## [Consigne détaillée]
Recopiez le passage de l'article sur le trafic de drogue à Anvers en commençant aux mots « La cocaïne rejoint » et en terminant après « en toute discrétion. ». Changez au passage « conteneurs » en « containers ».

## [Texte fourni]
Belgique : Anvers, capitale européenne du trafic de drogue
Le port d’Anvers en Belgique est devenu le principal point d’entrée de la drogue en Europe. En 2022, la police belge a saisi plus de 100 tonnes de cocaïne, soit vingt-cinq fois plus qu’il y a sept ans. Depuis plusieurs années, les autorités belges battent des records de saisies de drogues au sein du port d’Anvers, dans le nord du pays. À tel point qu’en 2022, pour la première fois, les douanes ont mis la main sur plus de 100 tonnes de cocaïne.
Un niveau jamais atteint qui inquiète outre-Quiévrain, la Belgique ne souhaitant pas se transformer en narco-État.

La cocaïne rejoint Anvers dans des conteneurs de produits légaux.
« La drogue voyage avec des produits légaux »
Si le port d’Anvers est devenu un « hub », un point d’entrée principal de la drogue en Europe, c’est en premier lieu en raison de la taille de ce dernier, explique Laetizia Paoli, chercheuse en criminologie à l’université catholique de Louvain. « Chaque année, plus de 200 millions de tonnes de produits transitent par le port d’Anvers. Et la drogue voyage avec des produits tout à fait légaux. »
Et seulement une toute petite partie des conteneurs sont fouillés. C’est donc autant d’opportunités pour les trafiquants de faire passer leurs produits en toute discrétion.

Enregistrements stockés

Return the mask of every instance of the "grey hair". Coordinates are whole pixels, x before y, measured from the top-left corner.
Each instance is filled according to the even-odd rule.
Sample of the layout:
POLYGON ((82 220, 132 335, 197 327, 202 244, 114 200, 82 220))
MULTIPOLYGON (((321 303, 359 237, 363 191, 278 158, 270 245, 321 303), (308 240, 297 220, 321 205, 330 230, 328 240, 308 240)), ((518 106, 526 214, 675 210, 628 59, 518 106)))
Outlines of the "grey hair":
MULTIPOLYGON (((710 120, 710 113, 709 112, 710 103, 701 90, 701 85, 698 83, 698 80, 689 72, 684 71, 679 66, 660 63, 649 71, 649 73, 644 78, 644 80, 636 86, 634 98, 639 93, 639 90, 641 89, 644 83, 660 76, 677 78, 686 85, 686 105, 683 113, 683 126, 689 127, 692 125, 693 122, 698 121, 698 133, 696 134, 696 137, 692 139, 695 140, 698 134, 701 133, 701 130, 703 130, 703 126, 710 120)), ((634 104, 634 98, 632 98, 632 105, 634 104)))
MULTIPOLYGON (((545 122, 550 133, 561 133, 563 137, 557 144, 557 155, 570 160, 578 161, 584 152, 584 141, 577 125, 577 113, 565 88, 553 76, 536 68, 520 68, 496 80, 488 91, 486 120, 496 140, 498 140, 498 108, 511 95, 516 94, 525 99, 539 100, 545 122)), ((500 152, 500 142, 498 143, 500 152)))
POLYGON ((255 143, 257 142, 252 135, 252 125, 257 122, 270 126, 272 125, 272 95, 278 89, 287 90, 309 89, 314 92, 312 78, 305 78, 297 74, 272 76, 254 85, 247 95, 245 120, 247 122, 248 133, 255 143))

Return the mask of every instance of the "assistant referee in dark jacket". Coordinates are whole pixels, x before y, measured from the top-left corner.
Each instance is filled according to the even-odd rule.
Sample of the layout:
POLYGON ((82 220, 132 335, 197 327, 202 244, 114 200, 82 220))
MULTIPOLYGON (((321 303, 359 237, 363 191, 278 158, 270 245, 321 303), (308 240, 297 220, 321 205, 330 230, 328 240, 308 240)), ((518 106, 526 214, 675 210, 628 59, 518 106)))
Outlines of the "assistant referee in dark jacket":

## [Résultat]
La cocaïne rejoint Anvers dans des containers de produits légaux.
« La drogue voyage avec des produits légaux »
Si le port d’Anvers est devenu un « hub », un point d’entrée principal de la drogue en Europe, c’est en premier lieu en raison de la taille de ce dernier, explique Laetizia Paoli, chercheuse en criminologie à l’université catholique de Louvain. « Chaque année, plus de 200 millions de tonnes de produits transitent par le port d’Anvers. Et la drogue voyage avec des produits tout à fait légaux. »
Et seulement une toute petite partie des containers sont fouillés. C’est donc autant d’opportunités pour les trafiquants de faire passer leurs produits en toute discrétion.